* DIRECTIONS FOR THIS TASK *
Leave out every picture, and return exactly the lines from the line containing "Where can you spot the white flagpole?" through the end of the records below, both inclusive.

--- DATA EXTRACT ---

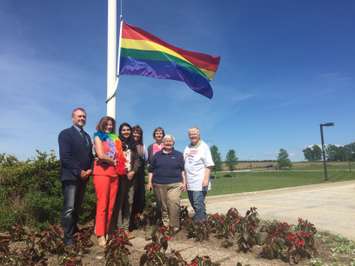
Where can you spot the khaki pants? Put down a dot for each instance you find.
(168, 195)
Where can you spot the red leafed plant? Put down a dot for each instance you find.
(155, 252)
(301, 243)
(247, 230)
(116, 252)
(202, 261)
(275, 242)
(51, 240)
(289, 243)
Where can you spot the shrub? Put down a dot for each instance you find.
(31, 192)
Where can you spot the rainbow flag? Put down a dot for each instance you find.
(146, 55)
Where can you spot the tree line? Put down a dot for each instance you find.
(231, 159)
(332, 152)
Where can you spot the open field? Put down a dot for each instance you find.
(295, 165)
(261, 179)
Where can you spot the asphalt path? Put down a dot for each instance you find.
(330, 207)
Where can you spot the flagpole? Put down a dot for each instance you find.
(111, 57)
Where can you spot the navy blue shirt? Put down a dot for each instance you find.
(167, 167)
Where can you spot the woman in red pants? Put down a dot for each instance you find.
(110, 163)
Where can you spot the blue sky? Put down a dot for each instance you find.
(286, 66)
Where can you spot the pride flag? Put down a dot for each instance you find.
(146, 55)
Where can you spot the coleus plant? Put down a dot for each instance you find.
(116, 251)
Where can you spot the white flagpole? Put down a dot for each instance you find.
(111, 57)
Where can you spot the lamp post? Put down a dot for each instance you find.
(329, 124)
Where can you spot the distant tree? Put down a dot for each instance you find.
(336, 153)
(282, 160)
(231, 160)
(317, 152)
(308, 154)
(216, 156)
(8, 159)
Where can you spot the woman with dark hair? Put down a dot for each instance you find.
(158, 135)
(139, 191)
(108, 165)
(124, 201)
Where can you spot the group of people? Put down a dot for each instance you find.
(117, 163)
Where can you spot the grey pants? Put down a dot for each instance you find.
(168, 196)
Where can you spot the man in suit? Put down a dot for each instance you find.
(75, 151)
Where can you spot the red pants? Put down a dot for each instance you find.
(106, 190)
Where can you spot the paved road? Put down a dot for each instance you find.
(331, 207)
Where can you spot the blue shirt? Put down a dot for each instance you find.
(167, 167)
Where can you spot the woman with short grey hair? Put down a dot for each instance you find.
(167, 178)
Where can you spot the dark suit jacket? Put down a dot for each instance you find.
(75, 155)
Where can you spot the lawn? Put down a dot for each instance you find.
(237, 182)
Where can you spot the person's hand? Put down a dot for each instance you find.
(130, 175)
(205, 182)
(183, 187)
(149, 186)
(84, 175)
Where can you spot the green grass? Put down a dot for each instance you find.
(264, 180)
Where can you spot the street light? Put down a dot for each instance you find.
(329, 124)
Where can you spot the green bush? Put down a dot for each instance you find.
(31, 192)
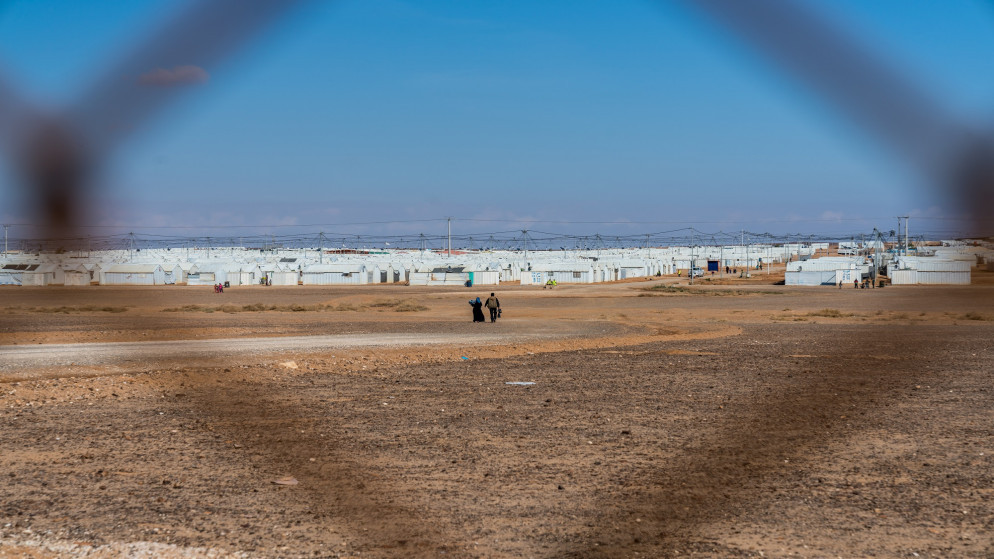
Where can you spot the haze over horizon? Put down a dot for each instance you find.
(386, 116)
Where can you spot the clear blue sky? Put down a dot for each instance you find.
(559, 110)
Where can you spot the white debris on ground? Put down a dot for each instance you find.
(39, 545)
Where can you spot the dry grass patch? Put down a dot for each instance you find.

---

* WRITTEN SOLUTION *
Where can you spot the white flagpole? Put down a dot for each instance you find.
(111, 57)
Where can you spot the lamp post? Put down a dot for each instance you find.
(329, 124)
Where can you spot the distant tree? Put down a dot for each instance you find.
(336, 153)
(282, 160)
(231, 160)
(317, 152)
(308, 154)
(216, 156)
(8, 159)
Where can you spot the woman with dark hair? Put down a dot for each instance you find.
(158, 135)
(139, 191)
(108, 165)
(124, 201)
Where can you spot the group of people? Put down a dot for each instance you find.
(117, 163)
Where can you spot the grey pants? Put down a dot for each instance you find.
(168, 196)
Where can you spot the man in suit? Put down a dot for each instance you find.
(75, 151)
Where can you spot the red pants? Put down a dot for each instance you find.
(106, 190)
Where can you spot the paved road? Put down a dot for each instance you find.
(331, 207)
Where can you spot the blue shirt? Put down a dot for each instance you find.
(167, 167)
Where can you spot the woman with short grey hair? Put down a dot for each instance you find.
(167, 178)
Where can you spot the dark suit jacket? Put down a dot for each instance you find.
(75, 155)
Where can you spot the lawn? Put down a dot for each instance you find.
(237, 182)
Where can you spot the person's hand? Put down a dot for each instance you find.
(130, 175)
(205, 182)
(183, 187)
(149, 186)
(84, 175)
Where can you spot the green grass? Put down a dot for each instance you find.
(264, 180)
Where can you spot the street light? Put down a dot for each instance you find.
(329, 124)
Where can you spot the green bush? Put down a dot for each instance you find.
(31, 192)
Where can you spot the haze over horizon? Put down a dot for each instance you find.
(386, 116)
Where can you spot the clear blue sky? Put down a dot for each instance you find.
(559, 110)
Where can you spot the white debris on ground? Put down a dot for each instance you find.
(39, 545)
Where can you spot the dry grass patch? Put down a dot for each instance you find.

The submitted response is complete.